The request:
Find every line in the rows below that contains the string "dark", and copy each one in full. Treat the match as case-sensitive.

---- Exercise inputs

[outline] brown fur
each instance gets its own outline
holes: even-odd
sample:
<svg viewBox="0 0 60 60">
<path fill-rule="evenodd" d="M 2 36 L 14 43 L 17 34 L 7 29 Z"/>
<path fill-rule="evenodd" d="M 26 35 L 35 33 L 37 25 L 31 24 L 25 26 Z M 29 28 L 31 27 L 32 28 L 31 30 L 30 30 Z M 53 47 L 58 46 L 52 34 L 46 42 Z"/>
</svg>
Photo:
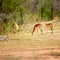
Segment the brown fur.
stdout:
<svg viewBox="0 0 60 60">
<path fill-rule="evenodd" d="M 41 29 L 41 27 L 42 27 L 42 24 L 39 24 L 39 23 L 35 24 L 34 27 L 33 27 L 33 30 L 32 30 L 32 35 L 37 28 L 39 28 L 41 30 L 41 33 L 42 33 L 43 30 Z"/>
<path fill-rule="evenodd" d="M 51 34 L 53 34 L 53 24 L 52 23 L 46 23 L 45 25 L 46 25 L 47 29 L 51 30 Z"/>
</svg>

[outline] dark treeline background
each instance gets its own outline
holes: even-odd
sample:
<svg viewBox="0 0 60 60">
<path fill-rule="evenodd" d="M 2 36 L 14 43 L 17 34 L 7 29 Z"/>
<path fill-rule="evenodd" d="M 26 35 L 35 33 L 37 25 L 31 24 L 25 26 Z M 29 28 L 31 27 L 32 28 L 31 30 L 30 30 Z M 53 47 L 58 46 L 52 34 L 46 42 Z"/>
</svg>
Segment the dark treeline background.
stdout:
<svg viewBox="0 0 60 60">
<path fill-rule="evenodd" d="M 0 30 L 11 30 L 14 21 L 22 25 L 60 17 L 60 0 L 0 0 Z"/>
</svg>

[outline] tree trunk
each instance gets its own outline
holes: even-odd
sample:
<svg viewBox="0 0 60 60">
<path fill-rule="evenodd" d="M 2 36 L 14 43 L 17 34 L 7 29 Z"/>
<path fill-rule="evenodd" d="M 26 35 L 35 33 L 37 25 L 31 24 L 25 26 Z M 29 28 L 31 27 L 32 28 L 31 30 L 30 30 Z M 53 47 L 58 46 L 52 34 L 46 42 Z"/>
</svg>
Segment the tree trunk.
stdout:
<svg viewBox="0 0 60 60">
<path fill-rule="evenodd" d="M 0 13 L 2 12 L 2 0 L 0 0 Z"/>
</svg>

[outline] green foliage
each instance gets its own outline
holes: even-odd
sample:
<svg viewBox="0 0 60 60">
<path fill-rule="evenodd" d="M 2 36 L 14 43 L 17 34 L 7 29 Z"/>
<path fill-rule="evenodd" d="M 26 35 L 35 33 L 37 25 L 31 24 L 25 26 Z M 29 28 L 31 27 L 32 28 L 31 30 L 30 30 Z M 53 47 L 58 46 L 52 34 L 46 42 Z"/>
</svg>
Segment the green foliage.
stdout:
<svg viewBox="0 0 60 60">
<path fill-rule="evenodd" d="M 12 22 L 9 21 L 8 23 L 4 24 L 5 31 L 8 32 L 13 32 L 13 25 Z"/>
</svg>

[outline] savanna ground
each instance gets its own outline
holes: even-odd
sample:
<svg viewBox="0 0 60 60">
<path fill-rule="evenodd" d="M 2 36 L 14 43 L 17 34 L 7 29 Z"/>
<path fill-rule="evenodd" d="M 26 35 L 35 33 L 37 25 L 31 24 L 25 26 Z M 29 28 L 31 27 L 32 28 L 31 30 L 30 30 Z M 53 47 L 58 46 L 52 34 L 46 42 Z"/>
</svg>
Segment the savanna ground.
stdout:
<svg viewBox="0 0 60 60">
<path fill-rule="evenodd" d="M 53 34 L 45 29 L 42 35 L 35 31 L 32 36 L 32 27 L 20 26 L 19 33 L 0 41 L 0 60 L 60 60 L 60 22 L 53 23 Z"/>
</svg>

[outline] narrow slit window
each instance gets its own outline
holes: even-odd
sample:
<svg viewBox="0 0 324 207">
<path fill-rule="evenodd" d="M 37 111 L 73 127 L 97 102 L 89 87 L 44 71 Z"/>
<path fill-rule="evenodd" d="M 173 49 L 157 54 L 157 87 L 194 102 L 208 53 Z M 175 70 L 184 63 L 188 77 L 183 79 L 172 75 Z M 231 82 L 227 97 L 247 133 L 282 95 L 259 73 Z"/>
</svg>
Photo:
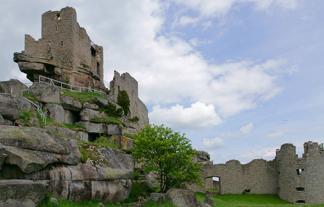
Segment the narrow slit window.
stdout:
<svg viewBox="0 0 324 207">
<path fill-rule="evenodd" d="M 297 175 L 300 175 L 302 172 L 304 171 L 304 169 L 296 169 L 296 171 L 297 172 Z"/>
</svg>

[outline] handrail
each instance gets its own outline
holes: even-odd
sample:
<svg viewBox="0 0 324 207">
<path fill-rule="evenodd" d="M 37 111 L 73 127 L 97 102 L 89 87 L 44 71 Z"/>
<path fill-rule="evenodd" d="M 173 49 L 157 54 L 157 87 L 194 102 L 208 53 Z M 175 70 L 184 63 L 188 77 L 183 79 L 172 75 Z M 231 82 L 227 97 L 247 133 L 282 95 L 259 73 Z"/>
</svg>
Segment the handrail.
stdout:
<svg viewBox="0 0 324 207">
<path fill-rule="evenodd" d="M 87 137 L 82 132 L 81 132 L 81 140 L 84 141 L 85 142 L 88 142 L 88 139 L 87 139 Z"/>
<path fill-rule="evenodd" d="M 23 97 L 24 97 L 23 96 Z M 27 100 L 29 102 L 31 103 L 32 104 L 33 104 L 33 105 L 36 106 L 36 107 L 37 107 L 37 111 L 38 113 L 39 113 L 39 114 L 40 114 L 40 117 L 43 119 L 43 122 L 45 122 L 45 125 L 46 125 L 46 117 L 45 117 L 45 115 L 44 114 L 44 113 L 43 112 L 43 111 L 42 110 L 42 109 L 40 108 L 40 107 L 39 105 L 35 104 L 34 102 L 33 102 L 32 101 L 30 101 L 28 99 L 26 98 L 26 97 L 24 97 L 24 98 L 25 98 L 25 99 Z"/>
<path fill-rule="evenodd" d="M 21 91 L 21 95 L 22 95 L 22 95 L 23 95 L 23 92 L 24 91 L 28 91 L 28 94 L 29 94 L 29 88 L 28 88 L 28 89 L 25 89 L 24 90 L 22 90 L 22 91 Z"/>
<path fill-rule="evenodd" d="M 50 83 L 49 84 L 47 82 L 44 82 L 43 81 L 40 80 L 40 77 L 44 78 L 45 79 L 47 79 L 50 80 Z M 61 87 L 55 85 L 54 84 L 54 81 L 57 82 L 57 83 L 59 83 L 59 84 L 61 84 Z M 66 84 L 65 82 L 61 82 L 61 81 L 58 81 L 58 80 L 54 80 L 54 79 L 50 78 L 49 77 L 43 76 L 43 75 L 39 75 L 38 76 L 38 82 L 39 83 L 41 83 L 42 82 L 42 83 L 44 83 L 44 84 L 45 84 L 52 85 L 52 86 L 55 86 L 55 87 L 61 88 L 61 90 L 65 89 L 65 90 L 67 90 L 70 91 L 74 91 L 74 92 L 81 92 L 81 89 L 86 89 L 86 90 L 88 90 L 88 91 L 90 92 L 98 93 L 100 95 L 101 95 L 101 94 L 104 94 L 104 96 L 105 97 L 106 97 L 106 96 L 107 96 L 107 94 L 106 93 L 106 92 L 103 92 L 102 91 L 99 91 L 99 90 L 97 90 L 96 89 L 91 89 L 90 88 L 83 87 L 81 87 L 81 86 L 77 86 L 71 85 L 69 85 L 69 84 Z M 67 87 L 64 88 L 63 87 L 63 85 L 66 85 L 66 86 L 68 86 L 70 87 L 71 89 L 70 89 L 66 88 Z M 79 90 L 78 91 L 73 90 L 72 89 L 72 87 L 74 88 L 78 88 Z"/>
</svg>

--------
---- Exercise inputs

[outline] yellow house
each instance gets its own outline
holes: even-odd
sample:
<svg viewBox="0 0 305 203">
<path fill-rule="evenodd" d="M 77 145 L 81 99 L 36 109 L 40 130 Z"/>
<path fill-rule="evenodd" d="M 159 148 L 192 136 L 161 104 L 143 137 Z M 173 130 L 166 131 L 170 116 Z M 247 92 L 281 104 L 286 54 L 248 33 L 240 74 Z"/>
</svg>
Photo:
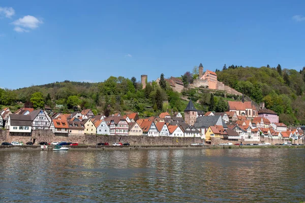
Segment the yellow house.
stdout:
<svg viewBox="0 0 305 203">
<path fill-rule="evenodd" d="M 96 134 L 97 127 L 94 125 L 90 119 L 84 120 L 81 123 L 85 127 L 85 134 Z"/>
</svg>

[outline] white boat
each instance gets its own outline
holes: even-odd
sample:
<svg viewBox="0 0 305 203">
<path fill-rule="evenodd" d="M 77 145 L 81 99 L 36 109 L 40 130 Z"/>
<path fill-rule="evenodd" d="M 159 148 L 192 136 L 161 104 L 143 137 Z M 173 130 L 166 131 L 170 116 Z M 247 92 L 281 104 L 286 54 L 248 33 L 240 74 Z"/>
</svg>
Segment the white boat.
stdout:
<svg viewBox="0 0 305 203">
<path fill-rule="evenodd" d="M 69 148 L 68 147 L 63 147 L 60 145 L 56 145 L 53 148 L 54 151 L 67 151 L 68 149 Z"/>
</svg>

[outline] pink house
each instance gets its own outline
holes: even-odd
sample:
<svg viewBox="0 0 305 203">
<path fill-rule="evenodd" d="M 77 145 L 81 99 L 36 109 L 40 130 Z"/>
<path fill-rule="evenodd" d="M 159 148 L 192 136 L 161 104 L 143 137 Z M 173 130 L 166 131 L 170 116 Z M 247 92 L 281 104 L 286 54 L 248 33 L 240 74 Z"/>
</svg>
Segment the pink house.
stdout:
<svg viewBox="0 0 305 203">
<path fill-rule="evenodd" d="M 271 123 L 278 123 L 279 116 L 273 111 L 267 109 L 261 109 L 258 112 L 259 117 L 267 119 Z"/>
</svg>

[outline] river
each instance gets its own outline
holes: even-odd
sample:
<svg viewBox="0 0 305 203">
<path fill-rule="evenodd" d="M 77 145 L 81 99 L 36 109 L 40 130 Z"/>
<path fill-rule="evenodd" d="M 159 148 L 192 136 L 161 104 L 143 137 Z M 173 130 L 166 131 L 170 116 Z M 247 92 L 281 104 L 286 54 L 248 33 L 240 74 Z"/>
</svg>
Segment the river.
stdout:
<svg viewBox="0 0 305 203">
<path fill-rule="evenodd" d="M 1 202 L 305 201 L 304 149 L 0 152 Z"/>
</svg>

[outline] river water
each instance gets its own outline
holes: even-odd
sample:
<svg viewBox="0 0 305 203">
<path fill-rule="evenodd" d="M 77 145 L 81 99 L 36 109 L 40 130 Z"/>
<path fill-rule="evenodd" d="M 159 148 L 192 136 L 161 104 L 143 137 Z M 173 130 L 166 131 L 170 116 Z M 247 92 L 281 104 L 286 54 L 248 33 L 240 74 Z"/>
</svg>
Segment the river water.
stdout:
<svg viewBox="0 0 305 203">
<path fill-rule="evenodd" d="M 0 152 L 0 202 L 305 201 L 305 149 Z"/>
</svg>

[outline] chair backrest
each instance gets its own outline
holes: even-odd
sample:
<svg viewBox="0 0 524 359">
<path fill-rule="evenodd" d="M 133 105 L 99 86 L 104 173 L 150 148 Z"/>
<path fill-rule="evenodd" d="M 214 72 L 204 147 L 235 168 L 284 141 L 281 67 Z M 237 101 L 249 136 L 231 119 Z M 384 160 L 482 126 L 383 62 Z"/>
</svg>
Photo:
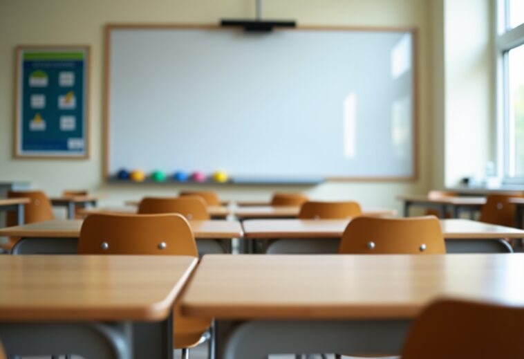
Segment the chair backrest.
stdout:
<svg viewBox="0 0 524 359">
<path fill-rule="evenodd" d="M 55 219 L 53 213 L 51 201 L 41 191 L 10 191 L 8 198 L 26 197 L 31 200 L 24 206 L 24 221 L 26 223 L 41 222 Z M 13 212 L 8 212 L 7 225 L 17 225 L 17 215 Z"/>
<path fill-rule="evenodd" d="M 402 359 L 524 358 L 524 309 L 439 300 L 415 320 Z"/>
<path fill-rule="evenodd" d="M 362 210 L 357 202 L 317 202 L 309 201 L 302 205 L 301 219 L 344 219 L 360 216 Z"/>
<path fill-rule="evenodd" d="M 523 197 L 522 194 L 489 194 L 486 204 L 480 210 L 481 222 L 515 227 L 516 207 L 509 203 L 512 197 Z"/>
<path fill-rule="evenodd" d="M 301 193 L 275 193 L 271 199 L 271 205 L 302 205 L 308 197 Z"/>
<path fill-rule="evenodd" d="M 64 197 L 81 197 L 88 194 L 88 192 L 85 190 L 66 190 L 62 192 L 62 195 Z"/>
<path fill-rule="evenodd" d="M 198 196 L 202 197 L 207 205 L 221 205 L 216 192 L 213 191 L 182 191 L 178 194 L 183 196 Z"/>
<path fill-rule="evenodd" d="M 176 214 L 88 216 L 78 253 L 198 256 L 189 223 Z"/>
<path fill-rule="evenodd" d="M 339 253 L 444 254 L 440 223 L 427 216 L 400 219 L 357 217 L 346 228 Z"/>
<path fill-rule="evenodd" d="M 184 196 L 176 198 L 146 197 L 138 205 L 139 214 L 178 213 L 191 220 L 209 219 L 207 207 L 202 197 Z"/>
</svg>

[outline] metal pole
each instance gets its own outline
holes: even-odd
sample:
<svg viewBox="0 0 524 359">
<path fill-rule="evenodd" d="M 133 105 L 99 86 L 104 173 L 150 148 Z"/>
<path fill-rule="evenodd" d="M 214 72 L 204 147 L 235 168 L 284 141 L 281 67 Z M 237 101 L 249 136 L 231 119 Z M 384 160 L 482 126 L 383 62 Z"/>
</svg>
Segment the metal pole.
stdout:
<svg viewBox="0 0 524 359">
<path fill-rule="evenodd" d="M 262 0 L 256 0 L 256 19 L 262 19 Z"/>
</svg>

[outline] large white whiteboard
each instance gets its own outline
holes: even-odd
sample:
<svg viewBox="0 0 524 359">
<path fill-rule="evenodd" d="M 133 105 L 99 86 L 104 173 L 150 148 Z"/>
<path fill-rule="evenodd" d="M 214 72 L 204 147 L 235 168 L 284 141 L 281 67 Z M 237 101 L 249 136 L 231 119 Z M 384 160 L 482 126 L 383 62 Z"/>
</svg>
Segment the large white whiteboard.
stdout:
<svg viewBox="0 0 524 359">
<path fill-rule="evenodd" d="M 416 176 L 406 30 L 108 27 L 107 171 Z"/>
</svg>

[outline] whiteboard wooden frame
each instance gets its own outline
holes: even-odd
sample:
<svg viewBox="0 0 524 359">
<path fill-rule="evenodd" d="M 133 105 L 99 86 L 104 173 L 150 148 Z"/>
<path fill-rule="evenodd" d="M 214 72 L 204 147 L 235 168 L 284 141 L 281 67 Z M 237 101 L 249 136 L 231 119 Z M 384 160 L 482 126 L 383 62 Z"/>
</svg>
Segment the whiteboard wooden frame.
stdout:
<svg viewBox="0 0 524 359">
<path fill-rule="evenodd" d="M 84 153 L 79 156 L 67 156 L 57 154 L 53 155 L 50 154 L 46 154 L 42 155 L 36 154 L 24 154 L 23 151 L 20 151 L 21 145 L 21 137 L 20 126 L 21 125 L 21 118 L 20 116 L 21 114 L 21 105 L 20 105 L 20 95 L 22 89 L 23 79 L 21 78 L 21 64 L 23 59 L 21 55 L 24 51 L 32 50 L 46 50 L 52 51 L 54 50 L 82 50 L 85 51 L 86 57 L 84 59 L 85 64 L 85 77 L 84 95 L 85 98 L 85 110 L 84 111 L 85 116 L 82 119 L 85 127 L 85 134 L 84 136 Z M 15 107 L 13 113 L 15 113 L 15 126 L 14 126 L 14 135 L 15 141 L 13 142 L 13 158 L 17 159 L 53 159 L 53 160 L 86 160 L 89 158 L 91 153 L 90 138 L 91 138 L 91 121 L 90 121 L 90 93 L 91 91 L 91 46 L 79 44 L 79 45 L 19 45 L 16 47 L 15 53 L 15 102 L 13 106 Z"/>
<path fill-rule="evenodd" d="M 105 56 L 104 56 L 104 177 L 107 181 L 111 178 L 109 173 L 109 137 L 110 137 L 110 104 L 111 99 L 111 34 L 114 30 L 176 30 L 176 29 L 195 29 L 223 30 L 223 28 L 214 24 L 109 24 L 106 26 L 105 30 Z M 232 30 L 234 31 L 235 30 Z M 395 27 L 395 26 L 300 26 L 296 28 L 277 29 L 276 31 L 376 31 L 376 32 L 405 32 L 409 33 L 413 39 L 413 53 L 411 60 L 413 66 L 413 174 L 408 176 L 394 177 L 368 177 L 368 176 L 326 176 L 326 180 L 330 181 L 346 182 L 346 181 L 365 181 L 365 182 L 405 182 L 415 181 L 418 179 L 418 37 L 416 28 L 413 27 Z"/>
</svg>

--------
---- Exercise inputs

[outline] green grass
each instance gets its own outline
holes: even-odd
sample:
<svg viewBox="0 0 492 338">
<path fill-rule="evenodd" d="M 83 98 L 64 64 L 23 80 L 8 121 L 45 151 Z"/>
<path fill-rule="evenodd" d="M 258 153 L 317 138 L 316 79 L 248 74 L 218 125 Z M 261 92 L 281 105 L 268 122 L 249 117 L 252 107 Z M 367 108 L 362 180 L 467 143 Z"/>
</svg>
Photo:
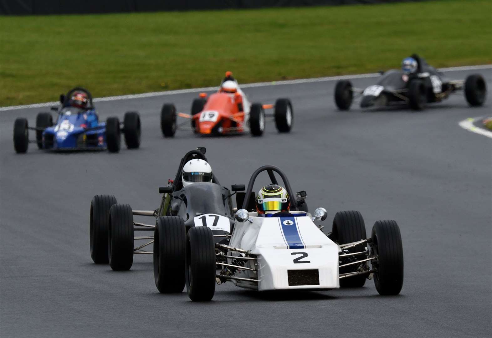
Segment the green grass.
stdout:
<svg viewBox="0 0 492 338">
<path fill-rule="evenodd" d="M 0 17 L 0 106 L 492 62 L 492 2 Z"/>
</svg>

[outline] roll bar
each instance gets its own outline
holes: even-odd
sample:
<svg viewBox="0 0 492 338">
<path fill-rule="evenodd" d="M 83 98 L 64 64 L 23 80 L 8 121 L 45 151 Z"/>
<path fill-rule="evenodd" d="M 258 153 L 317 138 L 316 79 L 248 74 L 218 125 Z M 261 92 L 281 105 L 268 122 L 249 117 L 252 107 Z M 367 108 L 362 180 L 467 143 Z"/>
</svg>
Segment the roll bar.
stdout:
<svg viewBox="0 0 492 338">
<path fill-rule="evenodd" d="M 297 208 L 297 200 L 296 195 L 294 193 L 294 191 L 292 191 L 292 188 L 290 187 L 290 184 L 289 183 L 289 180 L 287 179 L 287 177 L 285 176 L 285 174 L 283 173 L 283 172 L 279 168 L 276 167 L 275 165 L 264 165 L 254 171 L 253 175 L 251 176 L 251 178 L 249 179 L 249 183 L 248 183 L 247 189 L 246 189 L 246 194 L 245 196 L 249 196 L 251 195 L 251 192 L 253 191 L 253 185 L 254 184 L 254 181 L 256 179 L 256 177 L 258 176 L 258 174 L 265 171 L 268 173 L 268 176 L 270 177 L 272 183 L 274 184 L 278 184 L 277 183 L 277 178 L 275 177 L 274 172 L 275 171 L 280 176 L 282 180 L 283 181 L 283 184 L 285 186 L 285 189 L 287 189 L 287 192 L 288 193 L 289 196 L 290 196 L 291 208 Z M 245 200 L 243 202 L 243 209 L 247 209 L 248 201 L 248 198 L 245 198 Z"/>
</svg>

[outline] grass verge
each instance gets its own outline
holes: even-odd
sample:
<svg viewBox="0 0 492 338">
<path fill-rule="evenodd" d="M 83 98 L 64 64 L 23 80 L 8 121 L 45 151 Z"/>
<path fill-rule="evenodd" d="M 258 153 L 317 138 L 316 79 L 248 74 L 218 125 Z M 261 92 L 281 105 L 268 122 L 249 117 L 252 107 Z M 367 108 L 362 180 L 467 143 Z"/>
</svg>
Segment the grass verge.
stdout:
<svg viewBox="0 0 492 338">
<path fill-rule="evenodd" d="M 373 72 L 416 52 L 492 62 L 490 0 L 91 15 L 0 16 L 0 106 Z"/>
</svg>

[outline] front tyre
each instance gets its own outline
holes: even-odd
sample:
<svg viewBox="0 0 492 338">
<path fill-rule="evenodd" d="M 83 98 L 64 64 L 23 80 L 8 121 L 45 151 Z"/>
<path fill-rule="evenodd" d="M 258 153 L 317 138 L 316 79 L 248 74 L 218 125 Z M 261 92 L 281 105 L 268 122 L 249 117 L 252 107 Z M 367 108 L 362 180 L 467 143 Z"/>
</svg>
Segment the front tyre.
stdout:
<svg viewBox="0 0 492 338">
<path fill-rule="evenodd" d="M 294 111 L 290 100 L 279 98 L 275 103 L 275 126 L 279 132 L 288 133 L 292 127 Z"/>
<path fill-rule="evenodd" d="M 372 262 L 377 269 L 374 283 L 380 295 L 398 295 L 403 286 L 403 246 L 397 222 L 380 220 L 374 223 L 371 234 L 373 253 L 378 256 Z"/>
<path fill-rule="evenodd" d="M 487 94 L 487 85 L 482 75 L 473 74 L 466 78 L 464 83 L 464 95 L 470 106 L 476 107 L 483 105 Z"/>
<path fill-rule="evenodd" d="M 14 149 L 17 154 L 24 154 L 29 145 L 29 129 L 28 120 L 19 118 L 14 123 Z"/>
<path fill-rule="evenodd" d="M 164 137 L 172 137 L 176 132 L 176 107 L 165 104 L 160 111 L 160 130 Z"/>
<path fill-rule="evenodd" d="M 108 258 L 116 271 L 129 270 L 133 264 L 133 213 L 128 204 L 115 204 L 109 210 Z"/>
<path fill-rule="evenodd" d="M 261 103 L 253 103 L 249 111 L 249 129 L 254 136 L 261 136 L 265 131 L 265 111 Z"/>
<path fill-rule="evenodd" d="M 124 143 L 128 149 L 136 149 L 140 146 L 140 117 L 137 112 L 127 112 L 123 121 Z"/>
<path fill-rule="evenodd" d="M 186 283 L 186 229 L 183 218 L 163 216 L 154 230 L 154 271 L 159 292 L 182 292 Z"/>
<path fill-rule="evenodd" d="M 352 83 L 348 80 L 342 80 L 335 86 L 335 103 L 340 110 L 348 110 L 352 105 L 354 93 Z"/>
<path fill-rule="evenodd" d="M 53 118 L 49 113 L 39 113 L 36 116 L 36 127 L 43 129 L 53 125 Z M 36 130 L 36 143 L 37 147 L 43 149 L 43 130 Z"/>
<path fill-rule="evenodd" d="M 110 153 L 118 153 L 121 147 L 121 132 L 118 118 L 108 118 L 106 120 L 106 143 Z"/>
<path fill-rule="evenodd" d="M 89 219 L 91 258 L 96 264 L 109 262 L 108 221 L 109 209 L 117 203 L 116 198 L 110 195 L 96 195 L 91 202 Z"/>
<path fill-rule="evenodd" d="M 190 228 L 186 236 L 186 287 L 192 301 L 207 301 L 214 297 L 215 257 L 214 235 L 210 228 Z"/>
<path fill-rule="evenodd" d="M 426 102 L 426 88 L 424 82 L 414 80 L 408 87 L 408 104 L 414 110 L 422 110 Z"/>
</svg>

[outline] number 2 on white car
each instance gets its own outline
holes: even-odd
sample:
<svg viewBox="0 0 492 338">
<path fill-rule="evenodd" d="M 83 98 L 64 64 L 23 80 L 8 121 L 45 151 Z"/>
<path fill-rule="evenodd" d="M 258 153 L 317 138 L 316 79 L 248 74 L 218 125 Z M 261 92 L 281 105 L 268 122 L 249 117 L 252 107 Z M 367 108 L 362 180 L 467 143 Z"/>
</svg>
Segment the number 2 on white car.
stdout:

--------

Solution to the problem:
[outline] dark treeline background
Segment the dark treeline background.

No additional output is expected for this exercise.